Folha de S. Paulo


Casa portuguesa

Passava pouco das 10h30 da última segunda-feira. Carro estacionado atrás da bancada A. Era hora de matar uma curiosidade de anos, de ver aquele lugar com meus próprios olhos.

Nostálgico do que nunca vivi, era o momento de matar a saudade.

Cobri meu primeiro GP em 1997. E por anos, tive de aturar os colegas jornalistas dizendo que eu havia perdido a melhor das corridas. Não só pelo circuito, mas também pelos arredores: o cassino, a vizinha Cascais, os bares, restaurantes e vielas cheias de agito.

Circuito Estoril. Casa do GP português entre 1984 e 1996. Local da primeira vitória de Senna, em 1985. Por isso (mas não só por isso) parte importante da história do Brasil na F-1.

Foi de Piquet a pole inaugural do autódromo luso. O compatriota-rival largou na frente outras três vezes. E era lá, principal base de várias e várias pré-temporadas, que muita coisa acontecia, negócios eram fechados, novidades eram divulgadas.

Dados registrados:
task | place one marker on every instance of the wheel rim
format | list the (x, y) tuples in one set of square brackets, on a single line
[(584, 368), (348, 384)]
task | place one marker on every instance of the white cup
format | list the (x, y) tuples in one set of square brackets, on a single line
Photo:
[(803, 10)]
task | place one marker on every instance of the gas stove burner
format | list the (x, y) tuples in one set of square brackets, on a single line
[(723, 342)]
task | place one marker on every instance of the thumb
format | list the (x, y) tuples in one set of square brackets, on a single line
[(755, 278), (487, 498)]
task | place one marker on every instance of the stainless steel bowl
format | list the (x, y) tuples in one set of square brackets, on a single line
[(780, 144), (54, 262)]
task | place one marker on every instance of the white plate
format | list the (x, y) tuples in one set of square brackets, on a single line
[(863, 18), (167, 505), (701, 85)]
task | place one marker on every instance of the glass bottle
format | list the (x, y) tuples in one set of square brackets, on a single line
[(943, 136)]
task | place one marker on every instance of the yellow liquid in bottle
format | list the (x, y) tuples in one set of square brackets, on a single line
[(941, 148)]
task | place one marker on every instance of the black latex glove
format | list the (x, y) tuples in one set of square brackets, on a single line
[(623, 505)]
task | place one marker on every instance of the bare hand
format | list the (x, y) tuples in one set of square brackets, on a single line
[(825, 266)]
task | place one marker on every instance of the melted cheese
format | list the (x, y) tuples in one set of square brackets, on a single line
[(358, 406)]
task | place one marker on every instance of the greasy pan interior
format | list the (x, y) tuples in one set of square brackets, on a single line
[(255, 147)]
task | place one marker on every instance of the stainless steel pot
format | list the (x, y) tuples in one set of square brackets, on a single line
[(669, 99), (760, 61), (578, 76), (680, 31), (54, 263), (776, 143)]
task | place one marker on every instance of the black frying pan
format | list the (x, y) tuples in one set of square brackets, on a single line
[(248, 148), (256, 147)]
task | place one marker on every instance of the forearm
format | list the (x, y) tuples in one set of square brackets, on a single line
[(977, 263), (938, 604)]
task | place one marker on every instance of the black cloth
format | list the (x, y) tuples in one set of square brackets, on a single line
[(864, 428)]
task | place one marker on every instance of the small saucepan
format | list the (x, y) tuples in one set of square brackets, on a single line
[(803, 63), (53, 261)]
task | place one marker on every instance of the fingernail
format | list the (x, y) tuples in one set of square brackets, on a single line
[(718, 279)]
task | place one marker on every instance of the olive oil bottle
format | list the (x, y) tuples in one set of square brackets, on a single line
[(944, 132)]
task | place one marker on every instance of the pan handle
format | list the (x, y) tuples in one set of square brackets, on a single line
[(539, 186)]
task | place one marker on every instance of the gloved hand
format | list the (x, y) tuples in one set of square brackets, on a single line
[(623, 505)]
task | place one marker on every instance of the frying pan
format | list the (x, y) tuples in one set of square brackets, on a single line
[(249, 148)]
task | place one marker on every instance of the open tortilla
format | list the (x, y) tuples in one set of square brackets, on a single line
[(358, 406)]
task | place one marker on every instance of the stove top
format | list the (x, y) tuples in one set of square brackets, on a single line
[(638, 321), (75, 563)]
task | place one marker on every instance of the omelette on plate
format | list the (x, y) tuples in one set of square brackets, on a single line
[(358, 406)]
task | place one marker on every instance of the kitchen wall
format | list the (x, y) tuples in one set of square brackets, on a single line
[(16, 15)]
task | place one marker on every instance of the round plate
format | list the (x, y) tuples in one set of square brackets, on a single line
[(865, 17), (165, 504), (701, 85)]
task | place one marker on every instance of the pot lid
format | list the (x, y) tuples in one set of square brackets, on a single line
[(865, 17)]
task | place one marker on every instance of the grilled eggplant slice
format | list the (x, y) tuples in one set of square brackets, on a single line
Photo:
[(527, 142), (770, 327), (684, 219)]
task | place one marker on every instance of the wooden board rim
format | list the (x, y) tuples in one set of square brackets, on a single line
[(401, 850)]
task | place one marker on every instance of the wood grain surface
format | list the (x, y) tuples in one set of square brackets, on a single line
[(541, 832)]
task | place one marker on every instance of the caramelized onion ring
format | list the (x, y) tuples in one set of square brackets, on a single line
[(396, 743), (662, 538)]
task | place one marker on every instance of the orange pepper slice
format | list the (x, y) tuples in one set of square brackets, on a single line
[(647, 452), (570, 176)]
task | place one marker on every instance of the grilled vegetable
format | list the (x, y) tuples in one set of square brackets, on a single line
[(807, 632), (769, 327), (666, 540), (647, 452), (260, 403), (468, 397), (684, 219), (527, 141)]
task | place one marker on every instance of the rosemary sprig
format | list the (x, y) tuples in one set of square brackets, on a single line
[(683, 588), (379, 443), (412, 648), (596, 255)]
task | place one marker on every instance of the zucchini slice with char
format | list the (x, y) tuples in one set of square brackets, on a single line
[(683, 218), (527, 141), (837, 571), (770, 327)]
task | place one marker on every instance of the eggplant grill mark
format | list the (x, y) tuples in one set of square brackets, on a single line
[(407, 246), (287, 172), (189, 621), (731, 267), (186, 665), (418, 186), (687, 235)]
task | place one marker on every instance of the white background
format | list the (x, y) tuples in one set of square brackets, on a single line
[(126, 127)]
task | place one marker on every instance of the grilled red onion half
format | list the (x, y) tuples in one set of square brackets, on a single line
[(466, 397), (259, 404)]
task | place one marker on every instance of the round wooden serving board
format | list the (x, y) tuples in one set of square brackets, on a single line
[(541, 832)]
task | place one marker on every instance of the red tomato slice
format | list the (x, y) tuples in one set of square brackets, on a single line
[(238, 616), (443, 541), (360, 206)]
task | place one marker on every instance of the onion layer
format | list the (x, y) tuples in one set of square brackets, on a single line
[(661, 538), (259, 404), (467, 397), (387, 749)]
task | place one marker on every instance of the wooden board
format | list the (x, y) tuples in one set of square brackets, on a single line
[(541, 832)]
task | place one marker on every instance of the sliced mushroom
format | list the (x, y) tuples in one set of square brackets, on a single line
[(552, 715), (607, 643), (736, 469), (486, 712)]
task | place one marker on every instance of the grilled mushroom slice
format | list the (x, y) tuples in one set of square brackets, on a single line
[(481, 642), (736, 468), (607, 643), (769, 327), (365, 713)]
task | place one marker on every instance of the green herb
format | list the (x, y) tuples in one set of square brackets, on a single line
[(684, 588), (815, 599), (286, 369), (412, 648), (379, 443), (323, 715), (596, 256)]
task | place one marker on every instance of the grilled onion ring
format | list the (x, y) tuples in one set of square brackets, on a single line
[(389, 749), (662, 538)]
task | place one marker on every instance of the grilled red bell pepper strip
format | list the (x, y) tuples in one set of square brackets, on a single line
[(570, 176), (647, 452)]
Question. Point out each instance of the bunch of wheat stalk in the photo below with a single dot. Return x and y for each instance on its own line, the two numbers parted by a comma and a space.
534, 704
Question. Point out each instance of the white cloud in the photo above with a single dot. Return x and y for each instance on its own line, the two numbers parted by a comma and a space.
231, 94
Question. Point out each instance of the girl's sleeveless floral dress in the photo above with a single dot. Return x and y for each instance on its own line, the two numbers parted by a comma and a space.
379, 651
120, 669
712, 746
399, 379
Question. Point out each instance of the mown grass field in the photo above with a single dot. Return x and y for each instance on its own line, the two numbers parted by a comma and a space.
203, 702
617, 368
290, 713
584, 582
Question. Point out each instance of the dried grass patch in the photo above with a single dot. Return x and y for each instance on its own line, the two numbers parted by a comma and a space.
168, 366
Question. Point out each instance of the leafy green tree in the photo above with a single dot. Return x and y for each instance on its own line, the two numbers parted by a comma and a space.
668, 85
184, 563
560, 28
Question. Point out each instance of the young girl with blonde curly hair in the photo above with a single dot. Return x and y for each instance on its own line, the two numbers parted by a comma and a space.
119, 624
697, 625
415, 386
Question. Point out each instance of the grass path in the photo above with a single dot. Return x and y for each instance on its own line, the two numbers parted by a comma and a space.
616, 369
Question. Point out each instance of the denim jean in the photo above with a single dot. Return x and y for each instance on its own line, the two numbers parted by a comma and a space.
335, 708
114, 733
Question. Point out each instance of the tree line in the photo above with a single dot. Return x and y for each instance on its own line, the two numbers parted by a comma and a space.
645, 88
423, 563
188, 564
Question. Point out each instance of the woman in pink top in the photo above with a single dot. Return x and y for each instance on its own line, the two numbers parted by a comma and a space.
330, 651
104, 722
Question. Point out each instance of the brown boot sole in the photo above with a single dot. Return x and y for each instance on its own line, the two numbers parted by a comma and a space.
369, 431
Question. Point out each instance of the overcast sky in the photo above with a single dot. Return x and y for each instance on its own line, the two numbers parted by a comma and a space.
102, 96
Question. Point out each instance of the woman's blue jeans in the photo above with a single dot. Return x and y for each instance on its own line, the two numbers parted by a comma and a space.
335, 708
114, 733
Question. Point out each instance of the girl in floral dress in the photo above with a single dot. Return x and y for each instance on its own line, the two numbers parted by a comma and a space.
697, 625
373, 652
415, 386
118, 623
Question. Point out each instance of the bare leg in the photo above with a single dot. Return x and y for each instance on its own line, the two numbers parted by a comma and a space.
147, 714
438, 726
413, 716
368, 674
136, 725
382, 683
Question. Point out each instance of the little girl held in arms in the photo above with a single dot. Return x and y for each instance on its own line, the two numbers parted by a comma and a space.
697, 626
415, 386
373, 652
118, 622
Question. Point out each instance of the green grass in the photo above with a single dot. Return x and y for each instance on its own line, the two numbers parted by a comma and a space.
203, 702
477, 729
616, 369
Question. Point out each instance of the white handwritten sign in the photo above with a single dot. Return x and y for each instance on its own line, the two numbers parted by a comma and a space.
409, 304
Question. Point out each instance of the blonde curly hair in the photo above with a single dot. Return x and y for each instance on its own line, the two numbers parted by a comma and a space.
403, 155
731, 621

O que se espera:
Reproduza, sem alterar nada, a parte do texto sobre o Circuito Estoril que começa nas palavras "Nostálgico do que" e termina logo após "cheias de agito.". Os itens não têm nenhuma relação com esta atividade.

Solução do exercício:
Nostálgico do que nunca vivi, era o momento de matar a saudade.

Cobri meu primeiro GP em 1997. E por anos, tive de aturar os colegas jornalistas dizendo que eu havia perdido a melhor das corridas. Não só pelo circuito, mas também pelos arredores: o cassino, a vizinha Cascais, os bares, restaurantes e vielas cheias de agito.